Te bestuderen tekst.
-=-=-=-=-

Naar boven ↑

Rechtspraak

werknemer/Northern Holland Beheer BV
Gerechtshof Arnhem-Leeuwarden, 7 december 2010
ECLI:NL:GHLEE:2010:BP1136

werknemer/Northern Holland Beheer BV

Onwilligde werknemer gebonden aan concurrentiebeding bij overgang van onderneming? Geen sprake van dwang

Werknemer is op 25 september 2001 bij J:A v.o.f. in dienst getreden als monteur vangnetten en randbeveiliging. Op 1 april 2005 heeft genoemde v.o.f. haar activiteiten overgedragen aan J : A Nieuweroord B.V. Met werknemer is toen een concurrentiebeding overeengekomen. Op overtreding van het concurrentiebeding staat een boete van € 34.000. NH Beheer heeft per 1 mei 2007 de onderneming van J:A Beheer overgenomen. De kantonrechter heeft geoordeeld dat op grond van de overgang van onderneming NH Beheer werknemer aan het concurrentiebeding mocht houden en de boetes mocht vorderen. In hoger beroep stelt werknemer zich op het standpunt dat hij niet is overgegaan op NH Beheer en dat het concurrentiebeding in april 2005 onder dwang tot stand is gekomen.

Het hof oordeelt als volgt. Werknemer heeft zich in de eerste plaats beroepen op de arresten van het Hof van Justitie EG 11 juli 1985 (NJ 1988, 907) en 12 november 1998 (JAR 1999/115) en op HR 24 december 1993 (NJ 1994, 419) en 26 mei 2000 (NJ 2000, 566). Uit deze arresten volgt dat indien de werknemer een duidelijke en ondubbelzinnige verklaring heeft afgegeven waaruit blijkt dat hij het dienstverband niet wil voortzetten, zulks betekent dat geen arbeidsovereenkomst met de verkrijger tot stand komt, terwijl de arbeidsovereenkomst met de vervreemder wordt beëindigd. NH Beheer heeft evenwel gesteld dat zij beschikt over werkbonnen van werknemer na de overgangsdatum. Het hof gelast een comparatie om hieromtrent meer duidelijkheid te krijgen.

-=-=-=-=-

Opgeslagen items

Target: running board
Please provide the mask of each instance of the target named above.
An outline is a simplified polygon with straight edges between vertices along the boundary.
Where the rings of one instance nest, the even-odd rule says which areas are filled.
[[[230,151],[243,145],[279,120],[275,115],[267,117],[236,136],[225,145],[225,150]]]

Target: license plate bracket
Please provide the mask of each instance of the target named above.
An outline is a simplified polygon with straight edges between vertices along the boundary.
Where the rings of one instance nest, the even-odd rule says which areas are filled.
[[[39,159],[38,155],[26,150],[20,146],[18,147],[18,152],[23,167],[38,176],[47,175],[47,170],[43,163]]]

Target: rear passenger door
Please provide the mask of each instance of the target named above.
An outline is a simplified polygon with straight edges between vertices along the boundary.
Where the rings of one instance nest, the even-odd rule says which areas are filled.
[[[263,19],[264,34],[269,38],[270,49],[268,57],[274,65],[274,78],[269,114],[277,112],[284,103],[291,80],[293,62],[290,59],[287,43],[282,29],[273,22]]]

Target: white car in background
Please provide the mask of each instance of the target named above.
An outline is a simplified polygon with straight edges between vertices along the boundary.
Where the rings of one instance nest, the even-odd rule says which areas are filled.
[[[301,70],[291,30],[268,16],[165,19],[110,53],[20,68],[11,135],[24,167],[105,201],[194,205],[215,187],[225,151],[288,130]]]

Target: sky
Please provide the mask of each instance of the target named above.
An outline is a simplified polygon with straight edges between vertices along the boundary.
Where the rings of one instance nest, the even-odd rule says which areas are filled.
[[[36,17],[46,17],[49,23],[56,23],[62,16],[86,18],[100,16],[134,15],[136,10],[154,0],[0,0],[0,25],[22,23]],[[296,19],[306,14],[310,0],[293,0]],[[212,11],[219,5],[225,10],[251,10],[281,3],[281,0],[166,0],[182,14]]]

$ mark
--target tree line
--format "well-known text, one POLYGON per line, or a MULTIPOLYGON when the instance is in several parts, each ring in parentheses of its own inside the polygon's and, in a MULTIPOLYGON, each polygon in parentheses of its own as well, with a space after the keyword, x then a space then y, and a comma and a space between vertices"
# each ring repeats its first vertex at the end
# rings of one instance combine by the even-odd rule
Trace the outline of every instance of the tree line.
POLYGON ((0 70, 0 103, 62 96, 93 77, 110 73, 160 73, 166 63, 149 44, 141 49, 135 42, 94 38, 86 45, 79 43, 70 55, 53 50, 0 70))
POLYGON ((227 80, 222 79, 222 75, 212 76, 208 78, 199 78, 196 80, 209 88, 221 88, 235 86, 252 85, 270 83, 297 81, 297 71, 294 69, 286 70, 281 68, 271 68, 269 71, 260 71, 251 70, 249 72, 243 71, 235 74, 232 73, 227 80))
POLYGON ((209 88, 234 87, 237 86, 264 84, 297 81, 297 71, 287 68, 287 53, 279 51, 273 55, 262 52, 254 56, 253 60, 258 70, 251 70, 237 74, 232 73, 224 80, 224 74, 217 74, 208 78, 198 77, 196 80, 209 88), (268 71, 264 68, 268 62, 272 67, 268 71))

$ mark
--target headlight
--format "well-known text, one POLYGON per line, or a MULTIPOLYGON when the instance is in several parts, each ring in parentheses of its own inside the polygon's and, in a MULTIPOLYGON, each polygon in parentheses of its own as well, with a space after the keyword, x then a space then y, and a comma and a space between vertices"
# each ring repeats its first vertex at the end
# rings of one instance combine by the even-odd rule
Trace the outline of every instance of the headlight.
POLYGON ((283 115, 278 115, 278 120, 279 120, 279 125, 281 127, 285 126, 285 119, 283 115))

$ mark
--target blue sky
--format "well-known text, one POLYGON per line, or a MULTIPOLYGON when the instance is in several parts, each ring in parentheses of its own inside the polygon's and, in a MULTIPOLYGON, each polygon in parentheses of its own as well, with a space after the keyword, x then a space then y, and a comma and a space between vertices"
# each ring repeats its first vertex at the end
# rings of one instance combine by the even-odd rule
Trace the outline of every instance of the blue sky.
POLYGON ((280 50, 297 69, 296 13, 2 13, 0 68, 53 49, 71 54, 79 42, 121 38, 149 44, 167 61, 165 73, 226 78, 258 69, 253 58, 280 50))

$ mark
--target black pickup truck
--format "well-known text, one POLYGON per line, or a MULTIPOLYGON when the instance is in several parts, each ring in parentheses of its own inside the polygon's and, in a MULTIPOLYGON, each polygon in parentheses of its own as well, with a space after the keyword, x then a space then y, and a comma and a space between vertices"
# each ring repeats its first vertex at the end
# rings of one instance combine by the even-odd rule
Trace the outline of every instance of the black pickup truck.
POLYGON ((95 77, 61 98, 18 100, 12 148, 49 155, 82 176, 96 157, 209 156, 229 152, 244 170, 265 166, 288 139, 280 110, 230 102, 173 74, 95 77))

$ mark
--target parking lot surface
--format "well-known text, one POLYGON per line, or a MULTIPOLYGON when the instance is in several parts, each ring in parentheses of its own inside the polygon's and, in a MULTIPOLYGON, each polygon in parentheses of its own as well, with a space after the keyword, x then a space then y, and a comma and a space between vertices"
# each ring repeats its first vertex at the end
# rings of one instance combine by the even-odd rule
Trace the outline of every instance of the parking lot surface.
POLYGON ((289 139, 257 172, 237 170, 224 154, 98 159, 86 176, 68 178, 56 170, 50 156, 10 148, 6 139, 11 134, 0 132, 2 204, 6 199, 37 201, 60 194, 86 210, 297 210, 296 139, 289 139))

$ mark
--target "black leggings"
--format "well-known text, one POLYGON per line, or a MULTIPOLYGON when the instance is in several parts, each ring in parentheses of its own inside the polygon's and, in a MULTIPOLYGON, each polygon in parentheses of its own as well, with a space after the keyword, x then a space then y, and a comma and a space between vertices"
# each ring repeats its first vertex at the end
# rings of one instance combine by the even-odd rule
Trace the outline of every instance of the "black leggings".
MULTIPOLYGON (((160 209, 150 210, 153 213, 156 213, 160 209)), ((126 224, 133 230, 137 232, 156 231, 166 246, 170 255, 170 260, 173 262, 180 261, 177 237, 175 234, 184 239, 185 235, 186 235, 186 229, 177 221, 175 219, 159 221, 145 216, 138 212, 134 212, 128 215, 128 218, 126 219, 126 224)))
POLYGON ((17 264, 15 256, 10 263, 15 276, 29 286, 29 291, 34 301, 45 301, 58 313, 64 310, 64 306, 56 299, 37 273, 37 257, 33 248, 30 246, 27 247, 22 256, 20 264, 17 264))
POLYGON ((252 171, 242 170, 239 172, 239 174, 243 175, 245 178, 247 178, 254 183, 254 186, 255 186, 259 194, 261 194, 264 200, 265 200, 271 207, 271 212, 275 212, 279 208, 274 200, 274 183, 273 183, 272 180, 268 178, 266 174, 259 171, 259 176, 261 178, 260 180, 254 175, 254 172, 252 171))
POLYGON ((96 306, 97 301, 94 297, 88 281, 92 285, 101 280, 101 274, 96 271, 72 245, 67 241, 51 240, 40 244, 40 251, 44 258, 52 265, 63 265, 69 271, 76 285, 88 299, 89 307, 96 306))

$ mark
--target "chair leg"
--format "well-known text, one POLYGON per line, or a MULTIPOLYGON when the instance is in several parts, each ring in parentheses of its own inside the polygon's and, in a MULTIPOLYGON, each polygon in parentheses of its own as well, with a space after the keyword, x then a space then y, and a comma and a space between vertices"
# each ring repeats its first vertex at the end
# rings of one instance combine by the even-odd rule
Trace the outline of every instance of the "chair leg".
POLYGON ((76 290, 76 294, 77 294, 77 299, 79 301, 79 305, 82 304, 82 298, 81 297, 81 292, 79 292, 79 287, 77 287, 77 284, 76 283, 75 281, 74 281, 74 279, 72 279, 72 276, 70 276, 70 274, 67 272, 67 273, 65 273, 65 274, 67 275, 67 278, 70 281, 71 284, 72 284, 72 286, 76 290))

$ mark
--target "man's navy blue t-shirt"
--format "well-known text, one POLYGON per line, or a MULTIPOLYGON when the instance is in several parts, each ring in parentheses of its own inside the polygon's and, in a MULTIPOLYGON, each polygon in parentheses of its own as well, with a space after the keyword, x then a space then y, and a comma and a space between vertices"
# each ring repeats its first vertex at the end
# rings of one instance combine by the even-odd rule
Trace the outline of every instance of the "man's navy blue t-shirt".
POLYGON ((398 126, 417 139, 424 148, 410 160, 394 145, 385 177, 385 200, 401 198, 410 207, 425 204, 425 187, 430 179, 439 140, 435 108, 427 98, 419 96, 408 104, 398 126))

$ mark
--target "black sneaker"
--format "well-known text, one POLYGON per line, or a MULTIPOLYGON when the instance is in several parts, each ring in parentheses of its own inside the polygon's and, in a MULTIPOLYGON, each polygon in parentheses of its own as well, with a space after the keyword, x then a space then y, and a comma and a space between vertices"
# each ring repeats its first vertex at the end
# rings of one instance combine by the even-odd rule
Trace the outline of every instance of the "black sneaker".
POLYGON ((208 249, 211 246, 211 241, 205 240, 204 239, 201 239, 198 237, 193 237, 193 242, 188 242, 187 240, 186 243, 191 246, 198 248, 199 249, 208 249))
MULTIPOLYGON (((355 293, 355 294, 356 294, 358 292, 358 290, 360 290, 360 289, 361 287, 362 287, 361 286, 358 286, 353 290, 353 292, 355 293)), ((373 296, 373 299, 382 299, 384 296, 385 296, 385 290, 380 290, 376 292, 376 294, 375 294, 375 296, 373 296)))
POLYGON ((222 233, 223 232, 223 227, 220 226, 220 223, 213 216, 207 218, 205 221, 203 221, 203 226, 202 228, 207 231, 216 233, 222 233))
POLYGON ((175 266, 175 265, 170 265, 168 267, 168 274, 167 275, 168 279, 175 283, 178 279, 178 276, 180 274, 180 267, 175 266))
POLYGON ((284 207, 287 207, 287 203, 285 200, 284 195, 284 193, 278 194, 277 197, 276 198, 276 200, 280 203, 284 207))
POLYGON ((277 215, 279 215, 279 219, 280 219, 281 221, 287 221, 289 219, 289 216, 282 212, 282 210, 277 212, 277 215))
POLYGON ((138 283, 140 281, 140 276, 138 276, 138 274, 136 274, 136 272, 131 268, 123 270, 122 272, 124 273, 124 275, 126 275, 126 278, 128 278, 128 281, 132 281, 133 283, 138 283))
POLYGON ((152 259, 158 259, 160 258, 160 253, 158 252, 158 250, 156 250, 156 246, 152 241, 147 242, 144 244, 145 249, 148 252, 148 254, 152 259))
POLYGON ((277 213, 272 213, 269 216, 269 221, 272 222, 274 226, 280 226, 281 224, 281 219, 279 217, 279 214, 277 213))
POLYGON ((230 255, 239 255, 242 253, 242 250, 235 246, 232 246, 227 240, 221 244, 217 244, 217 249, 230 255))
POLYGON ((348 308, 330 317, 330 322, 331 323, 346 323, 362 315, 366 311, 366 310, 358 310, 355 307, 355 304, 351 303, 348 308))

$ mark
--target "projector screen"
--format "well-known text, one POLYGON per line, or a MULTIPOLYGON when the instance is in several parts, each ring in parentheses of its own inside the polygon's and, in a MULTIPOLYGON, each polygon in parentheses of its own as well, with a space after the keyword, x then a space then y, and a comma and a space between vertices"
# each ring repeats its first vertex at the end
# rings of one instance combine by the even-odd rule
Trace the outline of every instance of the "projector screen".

-=-=-=-=-

Opdracht.
Schrijf de samenvatting van de uitspraak over het concurrentiebeding verder, vanaf de laatste zin.

Uitwerking opdracht.
Met betrekking tot de vermeende dwang bij de totstandkoming in april 2005 overweegt het hof als volgt. De meeste werknemers die een arbeidscontract met daarin opgenomen een concurrentiebeding ter ondertekening aangeboden krijgen, zullen niet uit overtuiging instemmen met het concurrentiebeding als zodanig. Dat tussen het krijgen van de baan c.q. promotie en het ondertekenen van het beding een verband wordt gelegd, in die zin dat zonder ondertekening van het concurrentiebeding de nieuwe betrekking niet kan worden verkregen, is bepaald niet bijzonder en een dergelijke mededeling kwalificeert dan ook niet als dwang. Dit neemt niet weg dat met bijkomende, verzwarende, omstandigheden er sprake kan zijn van een wilsgebrek. De stelplicht en bewijslast rusten overeenkomstig de hoofdregel van artikel 150 Rv op degene die zich op het wilsgebrek beroept. In casu is daarvan geen sprake.